■ EXERCISE REQUIREMENTS ■
Copy all of the material below line for line, without any alteration.

[START]

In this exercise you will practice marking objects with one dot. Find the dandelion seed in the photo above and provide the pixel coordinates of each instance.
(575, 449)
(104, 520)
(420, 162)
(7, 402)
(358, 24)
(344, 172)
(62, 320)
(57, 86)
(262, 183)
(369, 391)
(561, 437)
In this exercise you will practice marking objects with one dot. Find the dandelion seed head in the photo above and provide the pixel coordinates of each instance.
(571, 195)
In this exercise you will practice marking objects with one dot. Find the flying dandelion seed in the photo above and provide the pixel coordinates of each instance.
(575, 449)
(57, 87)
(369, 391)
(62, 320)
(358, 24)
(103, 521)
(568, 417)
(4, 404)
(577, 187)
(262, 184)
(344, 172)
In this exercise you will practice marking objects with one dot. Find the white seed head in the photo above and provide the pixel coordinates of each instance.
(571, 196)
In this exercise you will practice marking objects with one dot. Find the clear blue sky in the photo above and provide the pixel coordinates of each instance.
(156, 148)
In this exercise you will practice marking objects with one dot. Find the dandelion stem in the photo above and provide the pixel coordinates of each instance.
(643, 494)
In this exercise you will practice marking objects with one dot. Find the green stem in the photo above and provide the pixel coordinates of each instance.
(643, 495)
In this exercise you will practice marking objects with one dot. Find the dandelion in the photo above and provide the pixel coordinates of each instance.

[END]

■ OUTPUT OF THE EXERCISE ■
In this exercise you will practice marking objects with one dot. Find the dandelion seed in the photo above and provide the pixel coordinates of each instance.
(575, 449)
(104, 520)
(420, 162)
(7, 402)
(358, 24)
(344, 172)
(62, 320)
(57, 86)
(262, 183)
(369, 391)
(561, 437)
In this exercise you will practice marking objects with one dot. Find the dandelion seed head in the photo above and provide the pixel coordinates of each instance.
(571, 195)
In this exercise you will practice marking objects with one dot. Find the flying dandelion seed in the photo above and provide the pixel coordinates of each instance.
(575, 449)
(57, 87)
(369, 391)
(62, 320)
(358, 24)
(103, 521)
(568, 417)
(4, 404)
(577, 187)
(262, 184)
(344, 172)
In this exercise you will practice marking objects with one dot. Find the white seed head in the photo above and provide the pixel coordinates of each instance.
(571, 196)
In this exercise you will practice marking objects with one dot. Find the clear blue sky in the photo above and provide the pixel coordinates of each instance.
(156, 148)
In this exercise you will practice marking objects with one dot. Find the dandelion stem in the photo above and provide the pixel coordinates of each instance.
(643, 494)
In this exercise you will practice marking objects with one dot. Find the green stem in the photo above and provide the pixel coordinates of each instance.
(643, 495)
In this exercise you will practice marking objects with one dot. Find the dandelion in the photo above and provide the pixel coordinates of each instance.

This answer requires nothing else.